:: Records supplied ::

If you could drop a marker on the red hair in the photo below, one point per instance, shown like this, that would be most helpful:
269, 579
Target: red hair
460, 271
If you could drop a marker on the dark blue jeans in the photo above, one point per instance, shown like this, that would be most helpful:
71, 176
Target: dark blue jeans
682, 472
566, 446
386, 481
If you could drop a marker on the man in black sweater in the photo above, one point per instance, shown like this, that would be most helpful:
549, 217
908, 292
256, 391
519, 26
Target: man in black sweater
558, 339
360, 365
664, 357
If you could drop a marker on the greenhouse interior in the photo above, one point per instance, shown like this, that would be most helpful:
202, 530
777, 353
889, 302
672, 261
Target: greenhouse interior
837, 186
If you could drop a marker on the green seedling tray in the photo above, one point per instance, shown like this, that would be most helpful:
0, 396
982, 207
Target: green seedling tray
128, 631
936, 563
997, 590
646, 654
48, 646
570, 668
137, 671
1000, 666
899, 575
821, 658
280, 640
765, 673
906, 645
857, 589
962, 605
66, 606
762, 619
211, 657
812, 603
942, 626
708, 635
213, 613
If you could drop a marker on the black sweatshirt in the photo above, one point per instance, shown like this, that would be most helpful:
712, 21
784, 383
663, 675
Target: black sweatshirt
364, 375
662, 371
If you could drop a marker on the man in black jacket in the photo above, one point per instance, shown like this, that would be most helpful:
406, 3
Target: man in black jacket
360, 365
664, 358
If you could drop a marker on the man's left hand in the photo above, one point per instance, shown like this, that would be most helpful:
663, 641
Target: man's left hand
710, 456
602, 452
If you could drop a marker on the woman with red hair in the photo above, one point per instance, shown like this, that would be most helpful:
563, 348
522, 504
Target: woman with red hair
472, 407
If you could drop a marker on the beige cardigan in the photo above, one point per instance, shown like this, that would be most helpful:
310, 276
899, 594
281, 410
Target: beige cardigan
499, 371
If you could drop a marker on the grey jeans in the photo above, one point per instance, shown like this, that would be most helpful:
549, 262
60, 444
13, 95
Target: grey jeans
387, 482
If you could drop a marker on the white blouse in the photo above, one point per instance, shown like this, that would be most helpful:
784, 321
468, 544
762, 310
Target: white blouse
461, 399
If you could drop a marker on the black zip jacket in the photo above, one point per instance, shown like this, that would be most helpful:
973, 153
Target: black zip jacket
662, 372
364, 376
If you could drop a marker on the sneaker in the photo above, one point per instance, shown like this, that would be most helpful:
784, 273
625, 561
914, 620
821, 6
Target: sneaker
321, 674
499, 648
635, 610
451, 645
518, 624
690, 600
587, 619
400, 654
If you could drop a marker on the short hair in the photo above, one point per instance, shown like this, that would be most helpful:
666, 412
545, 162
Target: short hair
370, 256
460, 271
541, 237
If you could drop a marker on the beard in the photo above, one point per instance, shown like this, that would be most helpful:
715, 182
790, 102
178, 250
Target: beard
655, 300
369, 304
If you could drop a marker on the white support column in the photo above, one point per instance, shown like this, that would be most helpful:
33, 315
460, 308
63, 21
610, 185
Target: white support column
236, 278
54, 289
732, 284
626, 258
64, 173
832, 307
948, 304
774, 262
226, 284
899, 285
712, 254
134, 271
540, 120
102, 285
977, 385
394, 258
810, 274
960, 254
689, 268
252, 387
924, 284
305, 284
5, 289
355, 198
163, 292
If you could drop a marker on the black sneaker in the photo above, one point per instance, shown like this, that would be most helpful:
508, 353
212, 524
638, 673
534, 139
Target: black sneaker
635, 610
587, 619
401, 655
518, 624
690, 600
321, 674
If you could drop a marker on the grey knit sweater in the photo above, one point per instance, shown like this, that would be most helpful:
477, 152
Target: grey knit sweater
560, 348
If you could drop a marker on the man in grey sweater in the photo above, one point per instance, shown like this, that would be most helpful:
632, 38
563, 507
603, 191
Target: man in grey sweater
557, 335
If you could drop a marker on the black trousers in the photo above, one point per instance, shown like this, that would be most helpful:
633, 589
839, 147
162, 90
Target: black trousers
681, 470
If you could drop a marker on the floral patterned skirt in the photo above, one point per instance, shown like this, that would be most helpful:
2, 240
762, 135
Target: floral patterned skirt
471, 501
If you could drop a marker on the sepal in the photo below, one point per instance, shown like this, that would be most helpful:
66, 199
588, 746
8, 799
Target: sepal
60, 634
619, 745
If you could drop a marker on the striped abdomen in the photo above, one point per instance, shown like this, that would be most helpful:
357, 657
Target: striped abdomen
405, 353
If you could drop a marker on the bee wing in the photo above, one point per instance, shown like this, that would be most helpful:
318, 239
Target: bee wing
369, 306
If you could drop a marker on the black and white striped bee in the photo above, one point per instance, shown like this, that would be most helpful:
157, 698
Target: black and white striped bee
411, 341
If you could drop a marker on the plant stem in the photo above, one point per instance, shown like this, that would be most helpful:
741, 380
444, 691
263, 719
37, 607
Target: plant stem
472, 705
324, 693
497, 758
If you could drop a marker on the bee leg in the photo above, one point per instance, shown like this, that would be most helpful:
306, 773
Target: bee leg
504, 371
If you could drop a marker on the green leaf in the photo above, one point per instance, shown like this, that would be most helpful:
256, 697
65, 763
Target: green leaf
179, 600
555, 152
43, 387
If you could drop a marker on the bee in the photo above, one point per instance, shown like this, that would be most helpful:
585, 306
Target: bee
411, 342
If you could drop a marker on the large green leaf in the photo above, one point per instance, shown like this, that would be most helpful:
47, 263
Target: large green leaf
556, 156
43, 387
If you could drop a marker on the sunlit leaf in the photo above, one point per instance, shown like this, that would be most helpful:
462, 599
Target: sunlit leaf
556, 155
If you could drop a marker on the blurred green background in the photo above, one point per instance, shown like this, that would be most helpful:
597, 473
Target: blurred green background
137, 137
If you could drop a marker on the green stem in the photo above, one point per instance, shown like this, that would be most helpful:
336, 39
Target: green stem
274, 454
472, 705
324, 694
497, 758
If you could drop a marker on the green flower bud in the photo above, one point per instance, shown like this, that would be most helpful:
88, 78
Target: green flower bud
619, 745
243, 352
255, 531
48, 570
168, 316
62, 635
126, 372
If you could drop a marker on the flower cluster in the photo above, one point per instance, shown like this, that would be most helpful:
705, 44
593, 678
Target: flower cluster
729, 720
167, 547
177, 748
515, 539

:::

_What you are asked to do_.
Transfer every line of the material starting at the line that contains "If you could drop a marker on the green stem" and ending at the end of the material, including the lines that ask for markers. In the answer coordinates listed under each "Target:" line, add 87 to every number.

_Reply to the exercise_.
If you could drop a marker on the green stem in the photo above, one point per instance, shown like this, that would be most helpful:
336, 39
Target: green stem
361, 541
559, 792
411, 781
584, 845
If you could drop a marker on the green flower bud in the photo above, one point per instance, shown like this, that would be most helpful:
88, 78
Target: green flower bud
706, 832
330, 439
342, 618
135, 657
255, 403
149, 722
213, 459
If you could drop a marker on the flower cluster in the photo above, one point per instance, shown like this, that would be most helpful:
705, 44
593, 678
Target: flower cluster
816, 807
254, 634
264, 835
602, 626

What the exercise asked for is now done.